▶ _To do_: Copy out verbatim every line of the material below, from the line containing "Target: aerial hoop" through the last line, including both.

▶ _Record extracts_:
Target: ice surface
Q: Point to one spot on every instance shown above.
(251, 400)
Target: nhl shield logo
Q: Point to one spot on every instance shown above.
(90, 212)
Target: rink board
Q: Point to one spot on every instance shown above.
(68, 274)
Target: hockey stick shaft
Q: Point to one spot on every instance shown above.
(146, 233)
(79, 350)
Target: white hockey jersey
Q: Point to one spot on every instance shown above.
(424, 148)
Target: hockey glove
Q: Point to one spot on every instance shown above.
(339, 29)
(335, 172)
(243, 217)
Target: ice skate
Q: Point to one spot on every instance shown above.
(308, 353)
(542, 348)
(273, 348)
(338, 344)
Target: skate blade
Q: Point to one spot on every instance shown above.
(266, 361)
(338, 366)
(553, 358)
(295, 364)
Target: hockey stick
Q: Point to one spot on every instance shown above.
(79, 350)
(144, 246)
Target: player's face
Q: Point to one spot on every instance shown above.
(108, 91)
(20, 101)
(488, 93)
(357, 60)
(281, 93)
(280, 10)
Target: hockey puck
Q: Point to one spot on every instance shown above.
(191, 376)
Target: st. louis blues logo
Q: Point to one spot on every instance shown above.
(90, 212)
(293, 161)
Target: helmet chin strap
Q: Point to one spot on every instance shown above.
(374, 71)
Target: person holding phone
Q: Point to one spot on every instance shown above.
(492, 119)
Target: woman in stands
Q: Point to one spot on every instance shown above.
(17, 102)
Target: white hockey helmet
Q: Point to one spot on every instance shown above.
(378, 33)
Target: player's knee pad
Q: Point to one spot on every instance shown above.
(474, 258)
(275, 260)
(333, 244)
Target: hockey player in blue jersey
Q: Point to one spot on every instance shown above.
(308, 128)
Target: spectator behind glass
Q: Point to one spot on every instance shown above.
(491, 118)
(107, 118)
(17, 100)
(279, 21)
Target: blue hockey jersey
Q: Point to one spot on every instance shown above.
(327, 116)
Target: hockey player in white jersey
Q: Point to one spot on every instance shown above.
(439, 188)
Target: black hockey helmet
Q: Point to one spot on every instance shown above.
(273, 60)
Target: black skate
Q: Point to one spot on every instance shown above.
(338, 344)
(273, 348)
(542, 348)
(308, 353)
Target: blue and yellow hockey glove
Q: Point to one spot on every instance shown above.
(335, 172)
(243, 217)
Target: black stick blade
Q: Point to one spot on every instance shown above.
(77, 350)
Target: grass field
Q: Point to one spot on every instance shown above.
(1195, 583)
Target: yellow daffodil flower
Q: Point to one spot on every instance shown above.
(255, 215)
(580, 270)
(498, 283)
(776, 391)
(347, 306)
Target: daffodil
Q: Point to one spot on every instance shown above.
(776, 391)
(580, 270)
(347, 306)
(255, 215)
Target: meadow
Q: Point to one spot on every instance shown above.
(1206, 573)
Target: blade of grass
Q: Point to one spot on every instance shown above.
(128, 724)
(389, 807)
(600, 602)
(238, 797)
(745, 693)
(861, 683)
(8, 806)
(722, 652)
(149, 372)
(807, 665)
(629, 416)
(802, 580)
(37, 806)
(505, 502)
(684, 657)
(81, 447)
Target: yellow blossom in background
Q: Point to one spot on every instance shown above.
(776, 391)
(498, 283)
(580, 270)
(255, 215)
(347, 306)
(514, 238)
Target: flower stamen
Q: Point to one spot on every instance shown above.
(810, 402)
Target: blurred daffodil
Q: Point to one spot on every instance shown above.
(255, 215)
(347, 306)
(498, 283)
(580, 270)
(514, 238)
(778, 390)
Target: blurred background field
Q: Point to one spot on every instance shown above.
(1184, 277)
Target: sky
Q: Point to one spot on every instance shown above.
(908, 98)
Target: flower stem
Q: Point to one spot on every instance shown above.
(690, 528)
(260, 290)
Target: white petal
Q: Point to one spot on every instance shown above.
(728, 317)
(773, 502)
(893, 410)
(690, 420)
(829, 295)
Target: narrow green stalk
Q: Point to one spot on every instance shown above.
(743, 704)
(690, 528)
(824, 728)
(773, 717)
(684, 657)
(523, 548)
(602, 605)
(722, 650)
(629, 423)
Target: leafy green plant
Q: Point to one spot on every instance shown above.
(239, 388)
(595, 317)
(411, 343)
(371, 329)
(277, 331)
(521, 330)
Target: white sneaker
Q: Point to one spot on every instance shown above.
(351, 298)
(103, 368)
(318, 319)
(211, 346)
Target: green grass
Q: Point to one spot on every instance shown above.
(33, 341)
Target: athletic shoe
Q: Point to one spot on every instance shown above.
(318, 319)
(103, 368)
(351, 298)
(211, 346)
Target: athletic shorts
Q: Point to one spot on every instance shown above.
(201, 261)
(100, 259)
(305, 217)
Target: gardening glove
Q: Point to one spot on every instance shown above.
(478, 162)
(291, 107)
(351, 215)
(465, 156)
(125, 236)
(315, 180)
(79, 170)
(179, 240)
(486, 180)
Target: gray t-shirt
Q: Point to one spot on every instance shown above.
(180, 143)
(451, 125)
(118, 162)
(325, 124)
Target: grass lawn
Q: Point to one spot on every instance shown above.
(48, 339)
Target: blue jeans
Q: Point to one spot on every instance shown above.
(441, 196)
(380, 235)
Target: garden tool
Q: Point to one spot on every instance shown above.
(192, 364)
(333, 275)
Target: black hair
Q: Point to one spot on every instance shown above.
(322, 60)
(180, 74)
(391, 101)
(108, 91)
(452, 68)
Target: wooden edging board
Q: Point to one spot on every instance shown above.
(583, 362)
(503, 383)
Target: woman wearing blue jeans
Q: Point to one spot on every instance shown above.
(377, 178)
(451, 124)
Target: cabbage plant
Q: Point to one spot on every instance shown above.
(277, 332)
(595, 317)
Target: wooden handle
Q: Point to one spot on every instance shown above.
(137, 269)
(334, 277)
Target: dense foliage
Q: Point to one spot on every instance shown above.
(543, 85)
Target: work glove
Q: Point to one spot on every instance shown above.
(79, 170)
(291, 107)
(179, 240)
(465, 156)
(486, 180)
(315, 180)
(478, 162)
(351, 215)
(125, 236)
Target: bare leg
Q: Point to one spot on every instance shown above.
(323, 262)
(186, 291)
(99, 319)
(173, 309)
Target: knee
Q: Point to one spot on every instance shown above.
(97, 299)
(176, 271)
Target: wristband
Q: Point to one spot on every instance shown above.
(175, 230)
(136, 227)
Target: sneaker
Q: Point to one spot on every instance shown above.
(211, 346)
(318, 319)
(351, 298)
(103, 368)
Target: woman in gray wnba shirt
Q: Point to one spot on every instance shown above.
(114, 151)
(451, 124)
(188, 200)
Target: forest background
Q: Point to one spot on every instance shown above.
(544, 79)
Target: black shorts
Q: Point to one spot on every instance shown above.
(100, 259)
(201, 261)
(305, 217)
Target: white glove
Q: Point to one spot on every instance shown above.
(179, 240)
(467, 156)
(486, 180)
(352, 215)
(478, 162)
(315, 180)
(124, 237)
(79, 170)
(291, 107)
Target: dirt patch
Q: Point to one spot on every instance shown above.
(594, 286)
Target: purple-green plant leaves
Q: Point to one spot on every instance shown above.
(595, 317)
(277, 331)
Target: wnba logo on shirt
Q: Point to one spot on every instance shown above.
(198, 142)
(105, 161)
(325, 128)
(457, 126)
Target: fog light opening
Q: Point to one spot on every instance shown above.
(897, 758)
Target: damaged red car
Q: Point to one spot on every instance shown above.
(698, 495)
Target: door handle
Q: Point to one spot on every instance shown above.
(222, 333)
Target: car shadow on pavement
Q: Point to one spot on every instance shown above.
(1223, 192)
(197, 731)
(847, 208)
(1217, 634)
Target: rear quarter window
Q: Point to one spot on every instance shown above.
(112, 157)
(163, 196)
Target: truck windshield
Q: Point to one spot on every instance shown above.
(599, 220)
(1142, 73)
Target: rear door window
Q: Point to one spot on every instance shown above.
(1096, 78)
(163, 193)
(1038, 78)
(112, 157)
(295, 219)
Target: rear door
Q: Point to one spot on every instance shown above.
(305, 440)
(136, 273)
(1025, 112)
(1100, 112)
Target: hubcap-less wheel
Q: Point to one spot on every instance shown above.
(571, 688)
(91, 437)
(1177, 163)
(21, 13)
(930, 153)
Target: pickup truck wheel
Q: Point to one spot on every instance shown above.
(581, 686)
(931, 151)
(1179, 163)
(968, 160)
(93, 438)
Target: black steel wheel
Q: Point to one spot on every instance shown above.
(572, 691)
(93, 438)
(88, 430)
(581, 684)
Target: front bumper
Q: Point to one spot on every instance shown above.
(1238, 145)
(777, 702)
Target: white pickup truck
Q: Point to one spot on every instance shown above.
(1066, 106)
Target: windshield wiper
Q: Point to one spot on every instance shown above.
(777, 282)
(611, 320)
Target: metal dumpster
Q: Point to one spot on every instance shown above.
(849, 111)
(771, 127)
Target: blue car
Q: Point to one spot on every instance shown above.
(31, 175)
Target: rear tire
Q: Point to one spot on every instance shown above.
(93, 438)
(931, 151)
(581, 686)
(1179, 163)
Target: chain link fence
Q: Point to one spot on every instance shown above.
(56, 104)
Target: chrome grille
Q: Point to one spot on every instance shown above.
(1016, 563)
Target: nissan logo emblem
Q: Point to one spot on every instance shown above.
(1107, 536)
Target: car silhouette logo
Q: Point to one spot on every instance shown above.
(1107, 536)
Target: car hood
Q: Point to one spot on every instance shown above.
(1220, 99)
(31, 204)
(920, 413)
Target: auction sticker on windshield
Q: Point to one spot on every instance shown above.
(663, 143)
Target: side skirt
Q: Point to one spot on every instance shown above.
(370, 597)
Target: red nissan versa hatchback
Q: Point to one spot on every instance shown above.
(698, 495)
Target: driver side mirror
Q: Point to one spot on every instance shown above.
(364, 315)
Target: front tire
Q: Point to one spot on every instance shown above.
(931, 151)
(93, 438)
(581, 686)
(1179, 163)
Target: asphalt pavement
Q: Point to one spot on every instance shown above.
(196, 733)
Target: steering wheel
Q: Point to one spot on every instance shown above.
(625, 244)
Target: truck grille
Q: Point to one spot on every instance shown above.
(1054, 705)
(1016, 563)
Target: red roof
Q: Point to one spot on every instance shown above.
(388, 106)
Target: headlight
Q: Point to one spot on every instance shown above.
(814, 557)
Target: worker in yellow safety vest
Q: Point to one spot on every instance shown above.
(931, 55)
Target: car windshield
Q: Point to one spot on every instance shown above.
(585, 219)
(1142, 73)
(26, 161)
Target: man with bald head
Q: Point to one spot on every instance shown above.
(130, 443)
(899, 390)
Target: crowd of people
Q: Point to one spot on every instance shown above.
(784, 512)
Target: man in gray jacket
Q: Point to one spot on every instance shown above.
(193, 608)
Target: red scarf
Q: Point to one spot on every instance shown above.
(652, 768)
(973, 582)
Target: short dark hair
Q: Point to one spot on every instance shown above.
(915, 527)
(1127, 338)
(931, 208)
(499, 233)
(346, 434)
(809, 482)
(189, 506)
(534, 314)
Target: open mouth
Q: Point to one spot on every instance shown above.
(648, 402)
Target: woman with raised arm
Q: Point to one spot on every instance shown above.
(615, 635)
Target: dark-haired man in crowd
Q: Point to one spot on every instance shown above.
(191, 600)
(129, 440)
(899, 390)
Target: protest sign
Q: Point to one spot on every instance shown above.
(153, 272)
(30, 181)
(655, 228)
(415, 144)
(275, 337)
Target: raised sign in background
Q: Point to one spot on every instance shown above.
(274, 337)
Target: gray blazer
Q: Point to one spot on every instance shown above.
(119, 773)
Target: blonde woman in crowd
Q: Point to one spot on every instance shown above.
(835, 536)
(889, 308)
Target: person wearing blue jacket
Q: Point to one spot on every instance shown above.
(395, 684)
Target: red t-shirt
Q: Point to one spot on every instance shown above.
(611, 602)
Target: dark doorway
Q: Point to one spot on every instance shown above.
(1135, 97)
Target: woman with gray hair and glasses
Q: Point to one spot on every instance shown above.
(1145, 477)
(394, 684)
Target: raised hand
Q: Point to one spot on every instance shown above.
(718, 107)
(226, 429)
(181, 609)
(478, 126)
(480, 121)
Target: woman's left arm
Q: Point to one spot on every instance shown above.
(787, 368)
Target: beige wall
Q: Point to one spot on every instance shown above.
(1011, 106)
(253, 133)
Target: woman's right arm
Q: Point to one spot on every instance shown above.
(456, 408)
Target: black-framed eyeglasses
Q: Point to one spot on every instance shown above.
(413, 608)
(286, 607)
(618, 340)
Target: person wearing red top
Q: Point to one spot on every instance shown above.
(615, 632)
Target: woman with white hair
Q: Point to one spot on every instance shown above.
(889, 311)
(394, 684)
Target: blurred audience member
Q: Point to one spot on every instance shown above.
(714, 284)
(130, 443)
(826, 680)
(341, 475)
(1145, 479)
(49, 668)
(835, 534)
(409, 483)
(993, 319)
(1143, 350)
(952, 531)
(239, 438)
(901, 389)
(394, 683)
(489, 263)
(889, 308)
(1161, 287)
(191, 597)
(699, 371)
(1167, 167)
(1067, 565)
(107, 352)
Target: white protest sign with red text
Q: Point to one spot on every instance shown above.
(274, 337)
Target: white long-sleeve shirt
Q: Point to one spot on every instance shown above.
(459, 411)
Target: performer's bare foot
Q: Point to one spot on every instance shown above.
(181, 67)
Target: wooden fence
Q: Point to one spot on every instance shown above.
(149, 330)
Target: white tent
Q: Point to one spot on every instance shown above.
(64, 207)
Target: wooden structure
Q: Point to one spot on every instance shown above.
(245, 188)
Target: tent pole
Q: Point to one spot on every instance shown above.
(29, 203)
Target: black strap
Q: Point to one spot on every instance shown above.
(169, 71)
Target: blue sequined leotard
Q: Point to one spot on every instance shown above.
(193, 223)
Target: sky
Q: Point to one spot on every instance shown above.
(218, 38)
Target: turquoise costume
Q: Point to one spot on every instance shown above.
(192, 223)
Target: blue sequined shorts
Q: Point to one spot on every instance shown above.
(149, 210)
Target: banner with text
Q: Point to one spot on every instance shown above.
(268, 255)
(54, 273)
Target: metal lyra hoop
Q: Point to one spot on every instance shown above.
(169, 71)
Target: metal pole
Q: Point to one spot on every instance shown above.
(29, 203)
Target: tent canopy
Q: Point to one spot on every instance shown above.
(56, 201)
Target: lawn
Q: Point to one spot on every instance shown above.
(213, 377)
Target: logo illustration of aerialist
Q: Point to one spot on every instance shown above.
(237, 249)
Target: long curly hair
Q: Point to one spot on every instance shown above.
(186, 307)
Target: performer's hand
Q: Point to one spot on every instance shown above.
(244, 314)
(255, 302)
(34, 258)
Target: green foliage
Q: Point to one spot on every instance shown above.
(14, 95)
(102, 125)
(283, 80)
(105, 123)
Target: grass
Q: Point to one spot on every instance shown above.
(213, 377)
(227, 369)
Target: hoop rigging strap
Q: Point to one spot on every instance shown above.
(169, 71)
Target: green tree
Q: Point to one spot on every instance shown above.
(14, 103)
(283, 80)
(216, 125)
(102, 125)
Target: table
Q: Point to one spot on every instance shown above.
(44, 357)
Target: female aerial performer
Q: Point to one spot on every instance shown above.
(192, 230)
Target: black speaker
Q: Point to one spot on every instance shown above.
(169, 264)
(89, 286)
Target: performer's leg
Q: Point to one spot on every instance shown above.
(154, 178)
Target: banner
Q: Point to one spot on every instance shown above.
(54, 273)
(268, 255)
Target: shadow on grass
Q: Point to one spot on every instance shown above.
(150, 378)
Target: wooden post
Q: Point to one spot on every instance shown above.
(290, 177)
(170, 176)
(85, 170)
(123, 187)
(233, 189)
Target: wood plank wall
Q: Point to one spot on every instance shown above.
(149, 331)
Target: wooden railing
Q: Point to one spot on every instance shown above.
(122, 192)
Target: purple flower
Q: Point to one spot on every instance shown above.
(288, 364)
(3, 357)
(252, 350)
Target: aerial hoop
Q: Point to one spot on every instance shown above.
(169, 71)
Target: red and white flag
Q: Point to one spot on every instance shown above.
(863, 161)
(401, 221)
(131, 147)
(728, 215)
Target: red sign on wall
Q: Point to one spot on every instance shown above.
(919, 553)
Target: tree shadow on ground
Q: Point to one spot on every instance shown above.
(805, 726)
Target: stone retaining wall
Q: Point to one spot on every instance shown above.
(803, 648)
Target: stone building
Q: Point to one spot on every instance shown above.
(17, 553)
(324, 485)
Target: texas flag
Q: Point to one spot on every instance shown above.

▶ _Output for this exercise_:
Target: aerial hoop
Q: Point to one spot on every instance shown above.
(169, 71)
Target: red and white flag
Q: Point to one spot on every instance shown above.
(863, 161)
(401, 221)
(131, 147)
(728, 215)
Target: red sign on wall
Q: Point to one spot on every instance shown above.
(919, 553)
Target: tree shadow on ground
Q: Point to one spot on every instance shown above.
(805, 726)
Target: stone retaining wall
Q: Point to one spot on every instance shown above.
(803, 648)
Target: stone building
Q: Point to one spot on every instance shown above.
(17, 553)
(324, 485)
Target: texas flag
Q: Point to one spot on every instance shown above.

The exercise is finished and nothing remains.